WHAT YOU ARE ASKED TO DO:
Give back an exact copy of the lines in the records below, from the line that has "[382, 167], one" through the line that has "[316, 236], one", and nothing besides.

• • • •

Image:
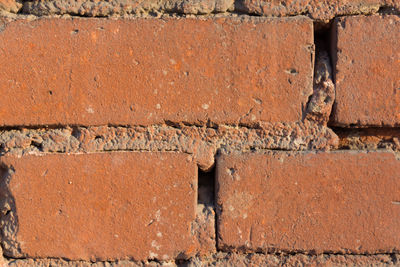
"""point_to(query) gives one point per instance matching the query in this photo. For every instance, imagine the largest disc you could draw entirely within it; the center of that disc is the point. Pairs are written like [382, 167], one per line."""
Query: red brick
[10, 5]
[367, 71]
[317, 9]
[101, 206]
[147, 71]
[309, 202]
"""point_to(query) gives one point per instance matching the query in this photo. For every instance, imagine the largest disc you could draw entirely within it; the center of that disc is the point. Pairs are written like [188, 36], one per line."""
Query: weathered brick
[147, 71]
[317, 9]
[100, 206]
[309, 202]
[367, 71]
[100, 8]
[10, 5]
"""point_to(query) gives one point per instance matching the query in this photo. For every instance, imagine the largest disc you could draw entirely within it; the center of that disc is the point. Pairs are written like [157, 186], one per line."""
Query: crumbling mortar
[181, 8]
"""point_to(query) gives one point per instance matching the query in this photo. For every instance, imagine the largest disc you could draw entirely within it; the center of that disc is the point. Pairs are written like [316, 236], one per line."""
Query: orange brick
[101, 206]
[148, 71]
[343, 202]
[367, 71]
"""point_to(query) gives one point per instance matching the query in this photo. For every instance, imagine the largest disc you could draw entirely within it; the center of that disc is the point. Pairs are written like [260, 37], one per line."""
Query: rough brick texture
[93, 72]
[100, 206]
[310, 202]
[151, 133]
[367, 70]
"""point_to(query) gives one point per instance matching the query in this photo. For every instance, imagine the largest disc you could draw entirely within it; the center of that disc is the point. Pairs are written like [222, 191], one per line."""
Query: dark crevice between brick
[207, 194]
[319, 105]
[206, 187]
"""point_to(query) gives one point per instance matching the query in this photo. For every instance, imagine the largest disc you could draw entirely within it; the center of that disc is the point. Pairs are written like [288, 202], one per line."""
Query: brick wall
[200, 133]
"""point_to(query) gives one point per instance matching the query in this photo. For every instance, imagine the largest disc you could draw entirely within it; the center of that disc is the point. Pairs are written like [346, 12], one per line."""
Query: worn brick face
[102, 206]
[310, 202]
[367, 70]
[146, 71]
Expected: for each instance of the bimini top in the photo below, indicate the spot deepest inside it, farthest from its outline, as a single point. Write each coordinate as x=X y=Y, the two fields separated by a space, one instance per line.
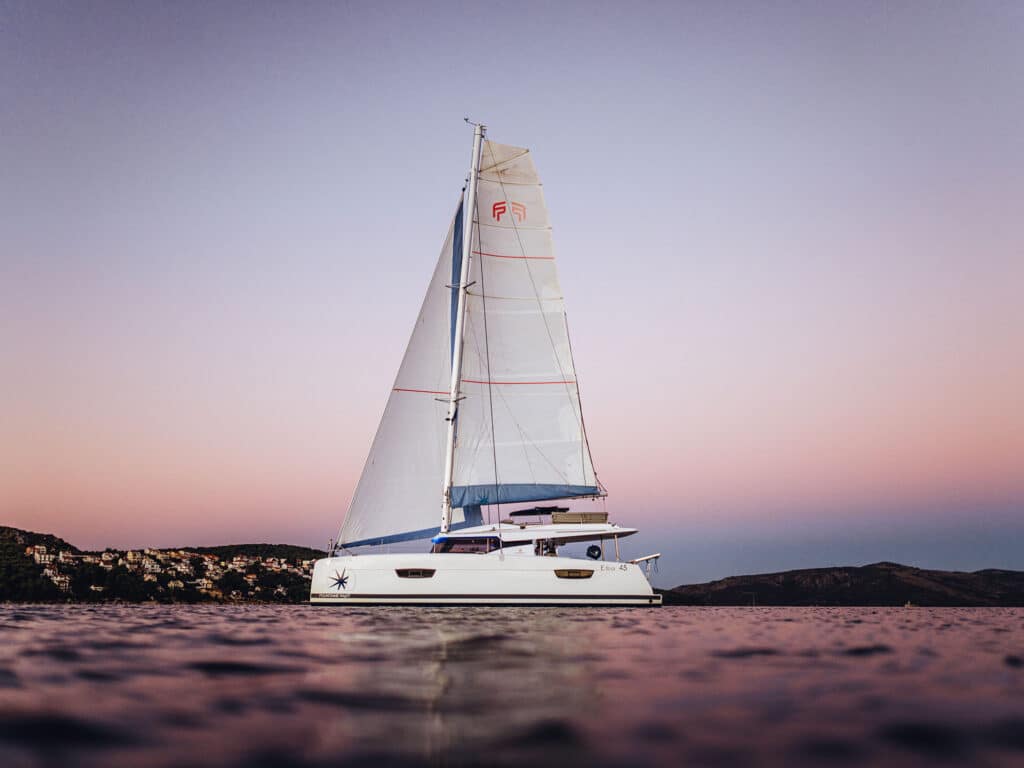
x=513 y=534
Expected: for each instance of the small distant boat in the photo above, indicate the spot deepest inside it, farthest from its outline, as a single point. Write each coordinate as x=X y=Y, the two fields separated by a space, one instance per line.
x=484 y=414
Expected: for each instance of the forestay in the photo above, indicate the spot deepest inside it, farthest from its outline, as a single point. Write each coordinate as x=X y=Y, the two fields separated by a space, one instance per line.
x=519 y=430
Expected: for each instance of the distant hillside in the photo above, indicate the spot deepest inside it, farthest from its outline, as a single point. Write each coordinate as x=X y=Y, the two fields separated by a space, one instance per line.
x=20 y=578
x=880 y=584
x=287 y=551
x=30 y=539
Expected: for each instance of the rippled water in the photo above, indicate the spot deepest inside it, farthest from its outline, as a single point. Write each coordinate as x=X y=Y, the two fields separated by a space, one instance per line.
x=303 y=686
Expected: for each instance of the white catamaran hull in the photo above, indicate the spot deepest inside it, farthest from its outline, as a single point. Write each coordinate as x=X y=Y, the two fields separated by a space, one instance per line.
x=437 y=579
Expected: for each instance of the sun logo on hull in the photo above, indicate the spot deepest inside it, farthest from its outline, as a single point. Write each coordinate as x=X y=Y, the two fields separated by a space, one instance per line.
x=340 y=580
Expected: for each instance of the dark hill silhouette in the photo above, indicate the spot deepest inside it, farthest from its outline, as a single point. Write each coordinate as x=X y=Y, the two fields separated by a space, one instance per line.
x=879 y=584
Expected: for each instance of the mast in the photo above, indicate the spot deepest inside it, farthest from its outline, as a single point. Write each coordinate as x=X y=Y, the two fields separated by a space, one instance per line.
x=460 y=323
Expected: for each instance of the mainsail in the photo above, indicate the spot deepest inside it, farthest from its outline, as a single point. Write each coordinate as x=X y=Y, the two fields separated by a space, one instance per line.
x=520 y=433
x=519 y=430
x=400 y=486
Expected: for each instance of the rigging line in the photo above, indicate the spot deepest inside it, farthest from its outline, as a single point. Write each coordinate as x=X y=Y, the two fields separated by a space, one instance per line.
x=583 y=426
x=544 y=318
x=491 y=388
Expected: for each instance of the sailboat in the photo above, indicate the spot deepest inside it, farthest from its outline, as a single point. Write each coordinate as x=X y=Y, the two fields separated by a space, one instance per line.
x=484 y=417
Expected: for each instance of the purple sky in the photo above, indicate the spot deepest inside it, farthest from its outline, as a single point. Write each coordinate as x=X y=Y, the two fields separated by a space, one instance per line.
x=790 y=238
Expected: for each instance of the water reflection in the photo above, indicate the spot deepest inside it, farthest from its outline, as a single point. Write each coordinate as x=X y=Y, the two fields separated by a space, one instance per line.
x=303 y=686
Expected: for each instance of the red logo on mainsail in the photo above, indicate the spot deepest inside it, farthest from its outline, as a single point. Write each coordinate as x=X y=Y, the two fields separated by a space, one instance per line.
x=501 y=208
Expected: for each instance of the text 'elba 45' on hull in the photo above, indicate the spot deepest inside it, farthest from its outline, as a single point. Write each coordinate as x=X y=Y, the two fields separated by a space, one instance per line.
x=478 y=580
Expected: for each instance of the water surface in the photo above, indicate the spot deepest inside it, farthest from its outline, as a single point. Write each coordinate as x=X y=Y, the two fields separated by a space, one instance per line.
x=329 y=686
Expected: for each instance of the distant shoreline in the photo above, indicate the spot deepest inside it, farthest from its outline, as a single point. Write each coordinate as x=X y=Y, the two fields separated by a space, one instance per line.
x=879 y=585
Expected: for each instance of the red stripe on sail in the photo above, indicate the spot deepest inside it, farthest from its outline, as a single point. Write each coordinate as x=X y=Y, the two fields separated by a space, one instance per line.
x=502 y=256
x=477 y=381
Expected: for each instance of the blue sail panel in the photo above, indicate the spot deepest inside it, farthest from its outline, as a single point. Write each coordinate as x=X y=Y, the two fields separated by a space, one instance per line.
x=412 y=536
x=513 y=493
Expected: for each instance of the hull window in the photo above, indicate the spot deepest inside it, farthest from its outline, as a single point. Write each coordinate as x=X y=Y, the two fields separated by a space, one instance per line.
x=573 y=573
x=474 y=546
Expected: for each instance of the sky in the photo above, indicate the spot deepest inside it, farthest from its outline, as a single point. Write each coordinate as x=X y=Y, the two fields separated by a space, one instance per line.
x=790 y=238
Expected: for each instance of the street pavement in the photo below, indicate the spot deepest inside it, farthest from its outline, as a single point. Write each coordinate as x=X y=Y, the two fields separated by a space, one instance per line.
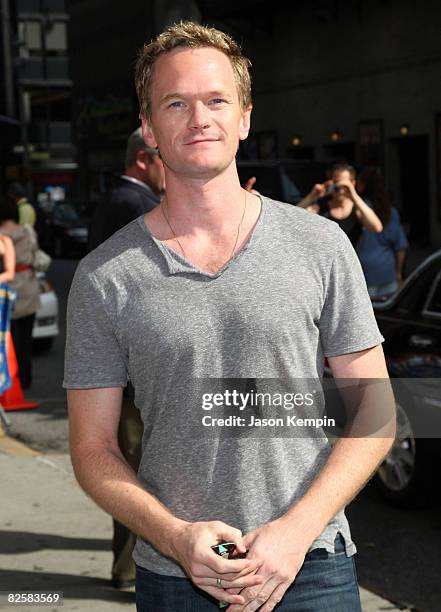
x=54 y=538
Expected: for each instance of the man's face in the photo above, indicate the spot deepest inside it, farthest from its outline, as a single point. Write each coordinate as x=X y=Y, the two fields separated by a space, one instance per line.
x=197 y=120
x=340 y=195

• • • •

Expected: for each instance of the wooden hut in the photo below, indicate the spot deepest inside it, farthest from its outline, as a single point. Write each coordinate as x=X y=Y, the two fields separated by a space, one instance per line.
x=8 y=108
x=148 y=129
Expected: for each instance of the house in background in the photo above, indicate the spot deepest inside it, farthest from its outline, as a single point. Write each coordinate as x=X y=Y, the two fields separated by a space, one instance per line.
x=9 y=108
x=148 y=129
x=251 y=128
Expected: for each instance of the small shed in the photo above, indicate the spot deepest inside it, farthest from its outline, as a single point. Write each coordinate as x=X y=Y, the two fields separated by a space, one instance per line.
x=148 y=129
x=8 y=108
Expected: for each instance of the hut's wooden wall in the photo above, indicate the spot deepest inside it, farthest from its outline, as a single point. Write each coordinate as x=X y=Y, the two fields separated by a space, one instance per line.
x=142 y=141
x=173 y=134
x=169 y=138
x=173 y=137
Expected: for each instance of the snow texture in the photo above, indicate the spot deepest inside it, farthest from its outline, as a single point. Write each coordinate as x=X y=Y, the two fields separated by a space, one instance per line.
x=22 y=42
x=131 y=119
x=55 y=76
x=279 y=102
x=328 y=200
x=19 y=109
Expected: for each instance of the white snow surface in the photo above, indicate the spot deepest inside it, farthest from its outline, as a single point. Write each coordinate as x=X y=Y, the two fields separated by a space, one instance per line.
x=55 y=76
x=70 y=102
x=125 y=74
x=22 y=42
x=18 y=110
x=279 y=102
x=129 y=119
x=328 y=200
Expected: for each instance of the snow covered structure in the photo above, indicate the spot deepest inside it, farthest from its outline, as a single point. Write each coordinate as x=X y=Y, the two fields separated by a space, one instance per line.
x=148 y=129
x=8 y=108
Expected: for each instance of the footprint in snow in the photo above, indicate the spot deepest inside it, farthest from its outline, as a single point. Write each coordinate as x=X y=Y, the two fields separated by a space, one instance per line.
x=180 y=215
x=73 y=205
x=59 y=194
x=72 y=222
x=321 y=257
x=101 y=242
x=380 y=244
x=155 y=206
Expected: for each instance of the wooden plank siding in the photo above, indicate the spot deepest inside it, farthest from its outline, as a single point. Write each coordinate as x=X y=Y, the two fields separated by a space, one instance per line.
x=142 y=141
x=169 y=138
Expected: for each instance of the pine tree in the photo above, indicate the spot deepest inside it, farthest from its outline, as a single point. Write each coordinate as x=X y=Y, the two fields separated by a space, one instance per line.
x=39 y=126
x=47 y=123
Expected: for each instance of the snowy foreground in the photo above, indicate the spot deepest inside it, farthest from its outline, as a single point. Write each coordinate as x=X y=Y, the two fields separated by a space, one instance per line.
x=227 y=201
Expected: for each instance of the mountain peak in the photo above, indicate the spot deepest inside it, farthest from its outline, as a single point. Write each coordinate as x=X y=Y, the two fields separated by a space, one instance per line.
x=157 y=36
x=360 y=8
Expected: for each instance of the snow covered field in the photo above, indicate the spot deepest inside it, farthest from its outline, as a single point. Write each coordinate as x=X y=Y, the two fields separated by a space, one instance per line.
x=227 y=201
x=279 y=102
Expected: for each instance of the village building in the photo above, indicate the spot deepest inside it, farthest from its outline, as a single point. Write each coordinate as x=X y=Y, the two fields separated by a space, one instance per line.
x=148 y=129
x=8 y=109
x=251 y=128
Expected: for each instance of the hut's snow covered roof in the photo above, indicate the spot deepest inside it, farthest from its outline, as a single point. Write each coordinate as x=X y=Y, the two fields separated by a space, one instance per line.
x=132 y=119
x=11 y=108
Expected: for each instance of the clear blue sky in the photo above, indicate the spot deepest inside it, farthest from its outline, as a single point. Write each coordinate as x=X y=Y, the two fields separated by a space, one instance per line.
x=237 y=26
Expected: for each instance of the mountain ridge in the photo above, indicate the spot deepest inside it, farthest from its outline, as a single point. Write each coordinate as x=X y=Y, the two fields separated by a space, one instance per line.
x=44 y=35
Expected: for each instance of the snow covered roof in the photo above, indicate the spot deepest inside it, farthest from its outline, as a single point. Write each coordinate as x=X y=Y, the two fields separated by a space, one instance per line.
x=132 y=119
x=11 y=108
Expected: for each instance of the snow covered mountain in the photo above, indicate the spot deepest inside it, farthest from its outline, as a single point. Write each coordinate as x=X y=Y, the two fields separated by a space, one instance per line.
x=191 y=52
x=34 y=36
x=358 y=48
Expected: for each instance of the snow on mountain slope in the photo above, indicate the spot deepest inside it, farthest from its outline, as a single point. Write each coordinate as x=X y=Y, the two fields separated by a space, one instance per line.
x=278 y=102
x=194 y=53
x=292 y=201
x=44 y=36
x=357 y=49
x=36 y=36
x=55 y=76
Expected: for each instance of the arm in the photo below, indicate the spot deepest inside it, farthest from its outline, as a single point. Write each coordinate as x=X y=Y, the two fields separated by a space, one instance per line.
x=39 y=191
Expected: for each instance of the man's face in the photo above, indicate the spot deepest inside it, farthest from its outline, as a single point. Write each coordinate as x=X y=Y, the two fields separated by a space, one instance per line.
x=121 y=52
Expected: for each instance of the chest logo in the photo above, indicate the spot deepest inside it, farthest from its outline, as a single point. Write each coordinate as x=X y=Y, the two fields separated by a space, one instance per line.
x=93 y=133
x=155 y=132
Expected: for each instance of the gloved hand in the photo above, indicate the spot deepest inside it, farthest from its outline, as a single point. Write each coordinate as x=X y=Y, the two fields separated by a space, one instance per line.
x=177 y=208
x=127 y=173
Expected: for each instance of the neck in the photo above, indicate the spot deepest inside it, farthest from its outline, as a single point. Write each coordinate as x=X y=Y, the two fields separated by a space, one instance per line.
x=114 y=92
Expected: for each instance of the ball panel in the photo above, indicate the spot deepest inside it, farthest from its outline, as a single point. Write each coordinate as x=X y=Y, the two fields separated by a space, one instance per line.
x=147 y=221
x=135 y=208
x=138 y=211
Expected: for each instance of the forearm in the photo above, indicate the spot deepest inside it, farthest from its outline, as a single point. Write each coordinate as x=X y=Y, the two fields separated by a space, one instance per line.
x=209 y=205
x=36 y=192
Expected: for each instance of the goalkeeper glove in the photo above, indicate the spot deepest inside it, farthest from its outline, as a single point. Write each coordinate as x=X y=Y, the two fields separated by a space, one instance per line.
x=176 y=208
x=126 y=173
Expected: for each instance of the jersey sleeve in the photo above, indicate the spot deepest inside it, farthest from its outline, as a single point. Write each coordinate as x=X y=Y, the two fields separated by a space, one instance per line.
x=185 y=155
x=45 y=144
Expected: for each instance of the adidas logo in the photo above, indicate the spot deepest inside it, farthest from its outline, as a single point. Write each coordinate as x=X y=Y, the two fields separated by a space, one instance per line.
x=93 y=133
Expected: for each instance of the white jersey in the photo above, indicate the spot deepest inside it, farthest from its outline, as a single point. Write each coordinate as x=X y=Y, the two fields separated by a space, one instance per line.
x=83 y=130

• • • •

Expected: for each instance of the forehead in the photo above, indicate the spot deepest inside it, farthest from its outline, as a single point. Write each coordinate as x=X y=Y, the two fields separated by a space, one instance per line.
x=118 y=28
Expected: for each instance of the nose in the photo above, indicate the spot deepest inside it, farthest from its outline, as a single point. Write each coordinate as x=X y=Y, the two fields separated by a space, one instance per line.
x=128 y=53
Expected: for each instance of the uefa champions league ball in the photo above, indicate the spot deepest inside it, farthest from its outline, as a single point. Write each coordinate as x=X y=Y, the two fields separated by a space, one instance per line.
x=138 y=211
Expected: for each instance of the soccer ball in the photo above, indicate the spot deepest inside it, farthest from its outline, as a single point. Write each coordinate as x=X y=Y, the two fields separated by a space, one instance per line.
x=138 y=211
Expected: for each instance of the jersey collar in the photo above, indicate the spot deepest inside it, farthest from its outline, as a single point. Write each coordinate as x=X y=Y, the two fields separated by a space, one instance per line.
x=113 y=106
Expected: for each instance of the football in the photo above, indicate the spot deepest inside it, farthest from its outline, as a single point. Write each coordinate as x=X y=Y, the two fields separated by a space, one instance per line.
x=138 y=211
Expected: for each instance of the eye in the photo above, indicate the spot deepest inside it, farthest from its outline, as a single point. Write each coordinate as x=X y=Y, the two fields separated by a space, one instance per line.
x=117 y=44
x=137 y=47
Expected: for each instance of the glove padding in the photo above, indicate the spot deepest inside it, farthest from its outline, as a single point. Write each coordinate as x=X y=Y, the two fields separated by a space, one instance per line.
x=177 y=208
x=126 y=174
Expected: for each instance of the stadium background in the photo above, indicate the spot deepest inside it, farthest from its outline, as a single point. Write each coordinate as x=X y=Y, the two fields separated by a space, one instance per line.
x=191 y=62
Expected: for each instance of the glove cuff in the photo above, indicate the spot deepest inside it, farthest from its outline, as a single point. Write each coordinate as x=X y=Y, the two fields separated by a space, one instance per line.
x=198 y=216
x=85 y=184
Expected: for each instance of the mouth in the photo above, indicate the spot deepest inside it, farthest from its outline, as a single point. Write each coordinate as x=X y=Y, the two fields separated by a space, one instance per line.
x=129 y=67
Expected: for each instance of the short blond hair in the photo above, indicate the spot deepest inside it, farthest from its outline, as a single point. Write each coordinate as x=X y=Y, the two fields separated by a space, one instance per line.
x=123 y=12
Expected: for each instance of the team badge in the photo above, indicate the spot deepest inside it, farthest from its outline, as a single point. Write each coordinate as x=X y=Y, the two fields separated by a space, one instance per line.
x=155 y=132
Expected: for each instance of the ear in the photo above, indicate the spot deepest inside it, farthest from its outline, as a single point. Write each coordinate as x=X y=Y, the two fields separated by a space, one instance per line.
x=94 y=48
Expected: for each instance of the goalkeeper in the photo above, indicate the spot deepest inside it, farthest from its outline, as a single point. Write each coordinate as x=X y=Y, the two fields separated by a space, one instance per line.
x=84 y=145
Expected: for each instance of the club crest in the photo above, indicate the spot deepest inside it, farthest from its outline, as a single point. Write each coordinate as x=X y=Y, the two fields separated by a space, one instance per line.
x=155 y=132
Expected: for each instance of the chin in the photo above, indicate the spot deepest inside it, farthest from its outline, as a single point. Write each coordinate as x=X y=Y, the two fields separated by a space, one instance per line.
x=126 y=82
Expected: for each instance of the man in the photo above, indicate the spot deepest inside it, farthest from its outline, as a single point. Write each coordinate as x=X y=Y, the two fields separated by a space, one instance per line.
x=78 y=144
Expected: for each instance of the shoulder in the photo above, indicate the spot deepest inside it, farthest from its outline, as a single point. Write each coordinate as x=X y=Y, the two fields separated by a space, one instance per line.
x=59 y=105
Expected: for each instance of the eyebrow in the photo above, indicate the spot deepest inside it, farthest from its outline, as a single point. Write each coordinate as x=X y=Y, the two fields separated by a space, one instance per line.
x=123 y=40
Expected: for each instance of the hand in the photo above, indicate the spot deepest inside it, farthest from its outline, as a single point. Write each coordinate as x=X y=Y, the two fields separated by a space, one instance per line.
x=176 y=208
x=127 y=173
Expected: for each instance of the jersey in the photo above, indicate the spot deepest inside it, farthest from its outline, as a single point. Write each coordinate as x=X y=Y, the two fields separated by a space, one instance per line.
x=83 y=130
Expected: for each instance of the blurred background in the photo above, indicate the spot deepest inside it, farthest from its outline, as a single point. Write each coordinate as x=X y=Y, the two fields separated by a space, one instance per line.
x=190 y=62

• • • •

ANSWER FOR THIS EXERCISE:
"""point_to(query) gives one point per instance matching the query in this photo. For every instance, imagine the largest disc you could draw entirely within it; the center of that disc is the point. Pairs are written like [382, 167], one per line."""
Query: red brick
[10, 5]
[367, 71]
[317, 9]
[101, 206]
[147, 71]
[309, 202]
"""point_to(query) gives one point per instance matching the query in this photo. For every instance, imagine the largest disc you could draw entirely within it; the center of that disc is the point. Pairs are written like [188, 36], one per line."""
Query: weathered brick
[147, 71]
[317, 9]
[100, 206]
[309, 202]
[367, 71]
[100, 8]
[10, 5]
"""point_to(query) gives one point per instance matching the query in this photo. For every instance, imagine the largest disc you could draw entirely within it; the center of that disc is the point. Pairs are written like [157, 186], one per line."""
Query: crumbling mortar
[181, 8]
"""point_to(query) gives one point per instance matching the query in this photo. For every instance, imagine the largest disc you could draw entirely within it; the center of that disc is the point. Pairs are written like [316, 236], one per line."""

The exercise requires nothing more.